MATERIAL TO PROCESS:

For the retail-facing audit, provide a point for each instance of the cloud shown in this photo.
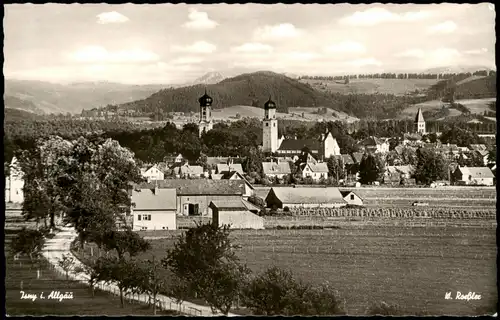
(199, 20)
(476, 51)
(411, 53)
(111, 17)
(277, 32)
(252, 47)
(197, 47)
(365, 62)
(346, 47)
(97, 54)
(378, 15)
(444, 27)
(186, 60)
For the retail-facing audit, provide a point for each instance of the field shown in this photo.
(439, 197)
(411, 267)
(370, 86)
(477, 106)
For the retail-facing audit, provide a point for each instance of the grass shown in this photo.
(411, 267)
(83, 303)
(371, 86)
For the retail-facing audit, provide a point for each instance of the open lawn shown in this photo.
(371, 86)
(412, 267)
(21, 275)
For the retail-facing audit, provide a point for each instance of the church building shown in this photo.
(205, 124)
(419, 122)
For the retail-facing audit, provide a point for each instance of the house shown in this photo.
(235, 175)
(194, 196)
(474, 176)
(314, 170)
(235, 214)
(230, 166)
(154, 208)
(351, 198)
(374, 145)
(322, 148)
(14, 183)
(314, 197)
(152, 173)
(276, 169)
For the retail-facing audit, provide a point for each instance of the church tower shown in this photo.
(420, 122)
(205, 124)
(270, 127)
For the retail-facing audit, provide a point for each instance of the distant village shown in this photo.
(175, 187)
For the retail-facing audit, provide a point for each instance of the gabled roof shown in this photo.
(221, 167)
(316, 167)
(308, 195)
(154, 199)
(276, 168)
(295, 144)
(200, 186)
(476, 172)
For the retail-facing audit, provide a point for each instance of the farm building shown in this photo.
(194, 196)
(152, 173)
(306, 197)
(474, 176)
(154, 209)
(276, 169)
(14, 183)
(236, 214)
(351, 198)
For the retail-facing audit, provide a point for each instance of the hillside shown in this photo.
(396, 87)
(58, 98)
(251, 89)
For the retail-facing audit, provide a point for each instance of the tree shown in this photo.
(370, 169)
(28, 242)
(431, 166)
(204, 259)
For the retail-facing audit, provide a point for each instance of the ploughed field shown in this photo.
(411, 267)
(465, 197)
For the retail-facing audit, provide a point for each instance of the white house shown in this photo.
(314, 170)
(352, 198)
(474, 176)
(14, 183)
(152, 173)
(154, 209)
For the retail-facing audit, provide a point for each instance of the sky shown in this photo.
(176, 43)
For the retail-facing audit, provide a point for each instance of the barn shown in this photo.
(235, 214)
(154, 209)
(305, 197)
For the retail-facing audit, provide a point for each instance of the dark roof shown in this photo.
(205, 100)
(200, 186)
(420, 116)
(295, 144)
(154, 199)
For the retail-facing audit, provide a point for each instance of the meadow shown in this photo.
(411, 267)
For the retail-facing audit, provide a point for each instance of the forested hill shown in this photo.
(251, 89)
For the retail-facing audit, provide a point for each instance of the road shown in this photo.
(59, 246)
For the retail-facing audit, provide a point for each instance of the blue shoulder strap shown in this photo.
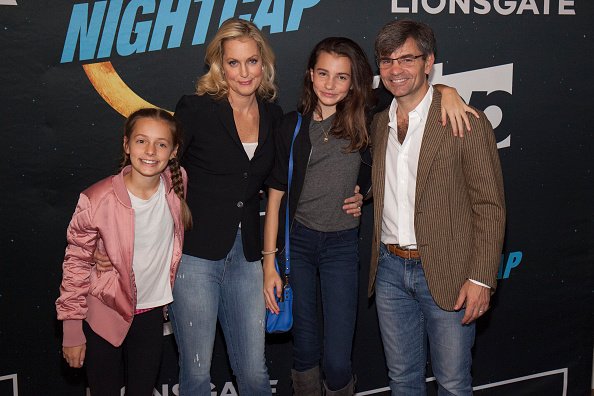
(287, 250)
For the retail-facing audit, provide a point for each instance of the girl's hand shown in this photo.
(454, 109)
(102, 262)
(75, 356)
(352, 205)
(273, 286)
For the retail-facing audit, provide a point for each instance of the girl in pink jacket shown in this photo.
(114, 319)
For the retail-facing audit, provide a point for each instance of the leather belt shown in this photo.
(403, 253)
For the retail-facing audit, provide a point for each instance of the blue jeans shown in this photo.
(230, 289)
(408, 318)
(336, 256)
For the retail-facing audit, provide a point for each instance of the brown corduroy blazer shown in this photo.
(459, 205)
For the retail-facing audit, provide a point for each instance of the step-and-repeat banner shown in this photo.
(69, 70)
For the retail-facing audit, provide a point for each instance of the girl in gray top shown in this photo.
(329, 155)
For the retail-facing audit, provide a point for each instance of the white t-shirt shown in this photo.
(153, 249)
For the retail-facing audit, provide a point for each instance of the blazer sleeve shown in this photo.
(484, 180)
(71, 306)
(282, 141)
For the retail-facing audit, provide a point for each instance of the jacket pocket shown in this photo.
(104, 286)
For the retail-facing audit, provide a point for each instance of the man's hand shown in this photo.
(352, 205)
(476, 300)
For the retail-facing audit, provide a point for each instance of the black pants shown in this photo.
(135, 363)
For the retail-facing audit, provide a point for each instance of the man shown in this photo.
(439, 221)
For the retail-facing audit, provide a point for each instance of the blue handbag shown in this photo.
(283, 321)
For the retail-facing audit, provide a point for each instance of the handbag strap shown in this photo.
(287, 247)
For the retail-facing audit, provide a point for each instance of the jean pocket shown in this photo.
(351, 235)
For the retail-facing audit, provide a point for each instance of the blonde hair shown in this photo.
(214, 83)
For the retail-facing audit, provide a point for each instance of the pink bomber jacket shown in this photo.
(104, 219)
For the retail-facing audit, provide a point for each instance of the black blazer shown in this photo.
(223, 184)
(301, 151)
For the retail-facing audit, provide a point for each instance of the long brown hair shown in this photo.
(350, 122)
(176, 135)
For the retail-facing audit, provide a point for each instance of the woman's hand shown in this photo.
(352, 205)
(75, 356)
(454, 109)
(273, 285)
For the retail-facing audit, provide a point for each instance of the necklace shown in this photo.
(325, 134)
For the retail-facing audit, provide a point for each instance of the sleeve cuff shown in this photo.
(479, 283)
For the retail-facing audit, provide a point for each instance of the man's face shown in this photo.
(406, 80)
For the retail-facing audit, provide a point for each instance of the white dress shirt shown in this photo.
(398, 222)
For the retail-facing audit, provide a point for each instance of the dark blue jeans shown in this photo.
(408, 318)
(335, 255)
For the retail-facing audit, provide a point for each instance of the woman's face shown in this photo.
(331, 79)
(243, 67)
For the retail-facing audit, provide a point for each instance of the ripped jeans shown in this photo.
(230, 289)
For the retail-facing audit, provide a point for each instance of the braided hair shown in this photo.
(176, 134)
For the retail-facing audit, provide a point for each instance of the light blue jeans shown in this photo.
(408, 318)
(230, 289)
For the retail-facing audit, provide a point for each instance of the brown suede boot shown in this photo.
(307, 383)
(348, 390)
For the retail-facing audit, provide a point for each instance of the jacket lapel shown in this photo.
(225, 114)
(379, 145)
(432, 137)
(263, 126)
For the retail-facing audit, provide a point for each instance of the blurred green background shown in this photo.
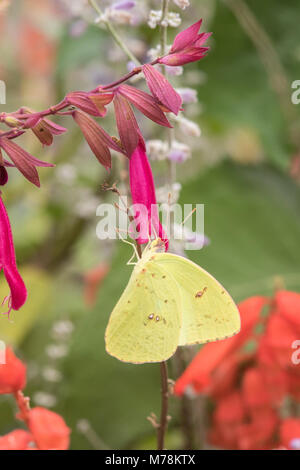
(241, 171)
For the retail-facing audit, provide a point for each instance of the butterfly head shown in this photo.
(158, 246)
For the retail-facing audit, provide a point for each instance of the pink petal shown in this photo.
(162, 89)
(182, 58)
(100, 100)
(93, 134)
(202, 38)
(3, 176)
(143, 195)
(144, 103)
(22, 160)
(8, 261)
(186, 37)
(81, 100)
(54, 128)
(127, 126)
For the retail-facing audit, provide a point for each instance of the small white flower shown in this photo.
(164, 194)
(120, 16)
(183, 4)
(154, 18)
(179, 152)
(188, 127)
(157, 149)
(173, 19)
(62, 329)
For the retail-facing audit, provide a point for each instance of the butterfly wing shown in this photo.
(208, 311)
(145, 324)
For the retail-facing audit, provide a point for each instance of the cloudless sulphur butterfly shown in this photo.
(169, 302)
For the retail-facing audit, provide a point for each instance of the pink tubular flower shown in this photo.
(143, 196)
(18, 291)
(161, 89)
(187, 47)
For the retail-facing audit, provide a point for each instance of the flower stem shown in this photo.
(113, 32)
(163, 424)
(163, 43)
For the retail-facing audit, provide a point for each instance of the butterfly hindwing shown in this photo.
(208, 311)
(145, 324)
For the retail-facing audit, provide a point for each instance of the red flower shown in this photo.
(199, 374)
(12, 374)
(187, 46)
(17, 440)
(48, 429)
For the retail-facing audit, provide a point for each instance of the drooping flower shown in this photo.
(12, 373)
(43, 128)
(144, 103)
(187, 47)
(161, 89)
(17, 287)
(128, 128)
(99, 141)
(22, 160)
(143, 196)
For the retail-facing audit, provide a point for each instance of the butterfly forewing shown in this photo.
(145, 324)
(208, 311)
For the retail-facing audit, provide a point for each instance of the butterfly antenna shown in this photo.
(188, 216)
(135, 252)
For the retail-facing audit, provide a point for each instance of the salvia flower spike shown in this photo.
(187, 47)
(16, 284)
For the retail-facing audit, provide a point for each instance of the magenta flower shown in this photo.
(25, 162)
(143, 196)
(161, 89)
(187, 47)
(17, 287)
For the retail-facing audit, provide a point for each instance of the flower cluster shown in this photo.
(253, 377)
(83, 107)
(46, 430)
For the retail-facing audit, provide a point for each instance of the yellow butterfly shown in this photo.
(169, 301)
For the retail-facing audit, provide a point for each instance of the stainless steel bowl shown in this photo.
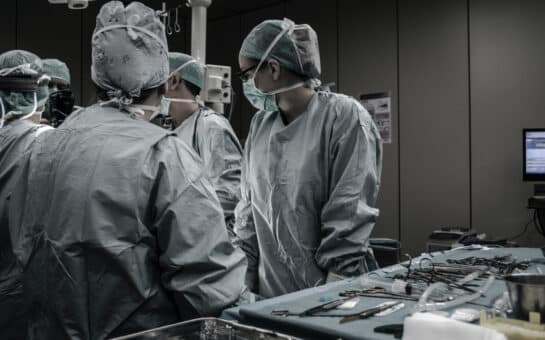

STATED PROBLEM: Return everything from the line containing "tubular flower shown in this photo." down through the end of the records, copied exactly, and leave out the pictures.

CORRECT OUTPUT:
For the retail-facing audit, provide a point for each instance of the pink tubular flower shown in this photo.
(143, 196)
(18, 291)
(161, 89)
(187, 47)
For the retail-facing audit, provide a point for each instance of the flower stem shown in this photo.
(113, 32)
(163, 424)
(163, 43)
For the retail-facing audit, provide a point for each instance of the butterfly hindwing shown in this photo.
(208, 311)
(145, 324)
For the retail-facing audit, provide a point for each instance of the red flower shown in this photo.
(199, 374)
(12, 374)
(187, 46)
(17, 440)
(48, 429)
For the retail-facing audit, provide a point for each instance of the drooping flower shown in this photo.
(12, 373)
(43, 128)
(144, 103)
(187, 47)
(161, 89)
(17, 287)
(128, 128)
(99, 141)
(22, 160)
(143, 196)
For the retail-facing audit, provide a point for each instance of the butterfly forewing shown in this photo.
(145, 324)
(208, 311)
For the retail-facing audit, provide a point for each instance of the butterfly antenna shown in this photo.
(188, 216)
(135, 252)
For the retail-facing audit, provide a point for each instance of the salvia flower spike shown in this photo.
(187, 47)
(16, 284)
For the retail-facing audit, provide a point for each instance of the magenta flower shown in this photo.
(25, 162)
(143, 196)
(161, 89)
(187, 47)
(17, 287)
For the retail-facing audit, provide a point for each instance of the flower cluster shown in this photo.
(253, 377)
(83, 107)
(46, 430)
For the retail-facing audit, provide a point for each instance of the yellow butterfly shown in this photo.
(169, 301)
For the retail-facing audit, provide a point for each instance of the stainless steel bowl shown in this photo.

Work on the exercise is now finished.